_Exercise requirements_
Please reproduce every item below in full, requests included, and shift each x and y coordinate in the answers by -104.

— START Input rows —

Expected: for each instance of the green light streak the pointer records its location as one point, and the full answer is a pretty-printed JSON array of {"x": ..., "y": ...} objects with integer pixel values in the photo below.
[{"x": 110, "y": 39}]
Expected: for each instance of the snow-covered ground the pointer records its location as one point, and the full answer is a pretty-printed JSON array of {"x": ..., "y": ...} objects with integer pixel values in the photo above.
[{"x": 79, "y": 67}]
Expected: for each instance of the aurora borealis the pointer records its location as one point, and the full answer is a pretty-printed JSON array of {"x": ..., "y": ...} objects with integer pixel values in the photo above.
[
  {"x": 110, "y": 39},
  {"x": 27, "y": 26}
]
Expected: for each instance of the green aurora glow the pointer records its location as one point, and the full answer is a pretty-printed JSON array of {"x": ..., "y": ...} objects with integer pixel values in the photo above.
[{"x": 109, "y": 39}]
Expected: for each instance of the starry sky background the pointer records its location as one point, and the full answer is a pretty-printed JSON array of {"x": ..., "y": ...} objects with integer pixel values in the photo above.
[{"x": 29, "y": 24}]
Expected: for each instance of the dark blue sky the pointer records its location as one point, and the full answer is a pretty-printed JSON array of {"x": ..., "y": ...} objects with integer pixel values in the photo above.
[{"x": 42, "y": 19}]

— END Input rows —

_The reply_
Expected: for each instance of the green light streak the pointer records its location as one point, and the full answer is a pretty-printed JSON array of {"x": ..., "y": ...} objects with integer pixel values in the photo below.
[{"x": 6, "y": -65}]
Expected: for each instance of the snow-covered ground the pointer records its location as one point, and the full answer is a pretty-printed JSON array of {"x": ..., "y": ...} objects with integer pixel values in the photo above.
[{"x": -25, "y": -37}]
Expected: for each instance of the aurora borealis the pointer records its location as one point, and the full answer is a pretty-printed JSON array of {"x": ..., "y": ...} objects with integer pixel values in the photo above.
[
  {"x": 6, "y": -65},
  {"x": -77, "y": -78}
]
Expected: for each instance of the green aurora glow the pointer records its location as one point, and the full answer is a pretty-printed JSON array of {"x": ..., "y": ...} objects with integer pixel values in the photo above.
[{"x": 5, "y": -65}]
Expected: for each instance of the starry sky background the pointer records its location as one point, and the full answer is a pretty-printed JSON array of {"x": ..., "y": ...} objects with integer pixel values in the photo above.
[{"x": -75, "y": -80}]
Expected: for each instance of the dark blue sky the pointer records its location as one point, and the full answer is a pretty-printed JSON array of {"x": ..., "y": ...} objects with integer pixel values in the photo above.
[{"x": -62, "y": -85}]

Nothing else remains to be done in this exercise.